TOM GJELTEN, BYLINE: After insulting his opponents endlessly and offending ethnic and religious groups, a President Donald Trump could have a hard time uniting the country on his own. In the end, America may have to unify itself, led by institutions for which the work of reconciliation is a core calling, like churches. The United States is still one of the most religious countries in the world.

The problem is the faith community these days is, itself, divided. On one side or the white evangelicals, 80 percent of whom supported Trump, according to exit polls. Anne Graham Lotz, Billy Graham's daughter, prayed that Trump would be elected, and she now looks to God to heal the country.

ANNE GRAHAM LOTZ: God has heard our prayer. He's answered our pray because God loves America. I know that he does. And as Mr. Trump governs in accordance with the values and principles that made this nation great, then God will bless America, and that's good for everybody.

GJELTEN: On the other side are those liberal Christians for whom opposition to Trump was an article of faith. They believe God is on their side. About two dozen of them prayed together over the phone on the night after the election, and some of their prayers had a pretty political tone.

JIM WALLIS: Lord have mercy.

GJELTEN: Here's Jim Wallis, founder of the Sojourners Christian community.

WALLIS: We ask you, Lord, to replace the white-identity politics that dominated this election with a faith-identity politics, which is our only faithful future.

GJELTEN: It can be argued that pro-Trump conservative Christians, with their narrow focus on abortion and marriage issues, neglect other parts of the gospel message, like the importance of tending to the poor and the foreigner. But another argument is that liberals have unnecessarily alienated conservatives by dismissing their anxiety about growing secularism in American culture.

[Stored data]
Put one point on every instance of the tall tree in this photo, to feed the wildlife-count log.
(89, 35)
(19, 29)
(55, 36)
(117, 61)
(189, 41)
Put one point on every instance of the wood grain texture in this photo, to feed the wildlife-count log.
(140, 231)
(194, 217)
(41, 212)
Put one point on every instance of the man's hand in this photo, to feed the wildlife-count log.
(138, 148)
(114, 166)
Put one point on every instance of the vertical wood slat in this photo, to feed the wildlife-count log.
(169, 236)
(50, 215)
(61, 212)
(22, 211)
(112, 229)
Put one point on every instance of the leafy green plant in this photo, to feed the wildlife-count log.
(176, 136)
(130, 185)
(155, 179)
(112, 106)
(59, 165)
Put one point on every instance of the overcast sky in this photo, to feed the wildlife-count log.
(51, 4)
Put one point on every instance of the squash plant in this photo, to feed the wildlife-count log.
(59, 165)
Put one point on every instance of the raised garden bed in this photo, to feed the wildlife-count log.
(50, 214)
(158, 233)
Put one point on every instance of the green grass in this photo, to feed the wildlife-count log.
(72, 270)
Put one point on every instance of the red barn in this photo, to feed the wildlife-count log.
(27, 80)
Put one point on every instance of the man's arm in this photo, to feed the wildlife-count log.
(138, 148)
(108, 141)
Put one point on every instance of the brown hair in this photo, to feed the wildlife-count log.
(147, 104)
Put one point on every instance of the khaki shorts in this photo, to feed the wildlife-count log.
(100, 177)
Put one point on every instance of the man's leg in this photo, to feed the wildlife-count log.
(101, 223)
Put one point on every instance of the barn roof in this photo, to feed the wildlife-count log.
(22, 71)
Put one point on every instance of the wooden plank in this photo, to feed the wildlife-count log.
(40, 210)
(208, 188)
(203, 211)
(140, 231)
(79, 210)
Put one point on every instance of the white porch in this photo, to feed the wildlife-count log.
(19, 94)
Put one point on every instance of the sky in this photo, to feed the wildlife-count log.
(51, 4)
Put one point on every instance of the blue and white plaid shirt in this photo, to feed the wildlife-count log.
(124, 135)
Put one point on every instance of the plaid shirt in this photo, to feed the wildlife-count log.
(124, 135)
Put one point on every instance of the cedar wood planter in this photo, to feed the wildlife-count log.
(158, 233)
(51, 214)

==

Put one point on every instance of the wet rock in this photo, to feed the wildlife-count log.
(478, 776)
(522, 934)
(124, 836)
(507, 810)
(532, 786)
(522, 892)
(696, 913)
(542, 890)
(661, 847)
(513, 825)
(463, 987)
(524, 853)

• _SET OF TASKS_
A) Extract each line of the records that contains the string "green".
B) Proceed with the transcript about faith and Trump's election, starting after its final sentence.
The transcript about faith and Trump's election and the records have no connection to each other.

• _PER-TASK OUTPUTS_
A)
Put one point on every instance of the leafy green plant in this photo, to feed the wildlife-count log.
Put one point on every instance of the green grass in this photo, to feed the wildlife-count log.

B)
Russell Moore, who heads the Ethics and Religious Liberty program for the Southern Baptist Convention, thinks politics has become too elevated in the nation's life. He was a critic of Donald Trump's candidacy, but his concern in this post-election period is that politics has, itself, become almost a religion.

RUSSELL MOORE: Politics can't be that. And so I think what we're going to have to have right now is a cultural renewal that is rooted in something far greater than - than politics and ideology and arguments on cable news.

GJELTEN: Faith leaders, he says, need to offer a moral compass on a whole spectrum of issues from the abortion and divorce culture to racism in order to help the nation regain its footing. No disagreement there from Bishop David Zubik of Pittsburgh, who presides over Roman Catholic parishes in western Pennsylvania, where Donald Trump ran strong. Zubik says he witnessed the ugliness this campaign season. And in the coming weeks, he wants Christians to reconsider their neighbors and try to see in them the person of Jesus.

DAVID ZUBIK: Guess who's going to be looking at me across the table or who's going to be riding with me on the bus or who's going to be the person who's driving in the next lane next to me. And I think if we start looking for the person of Christ in others, then maybe that can be the first step to healing for a nation that has become so severely divided over so many things.

GJELTEN: Increasingly, those other people will be non-white. They may be of another religion or no religion at all. Some will be immigrants. Some will be liberals. Some will be Trump supporters. They're likely to need help dealing with their differences. And this country's religious leaders could have an especially important role to play. Tom Gjelten, NPR News. Transcript provided by NPR, Copyright NPR.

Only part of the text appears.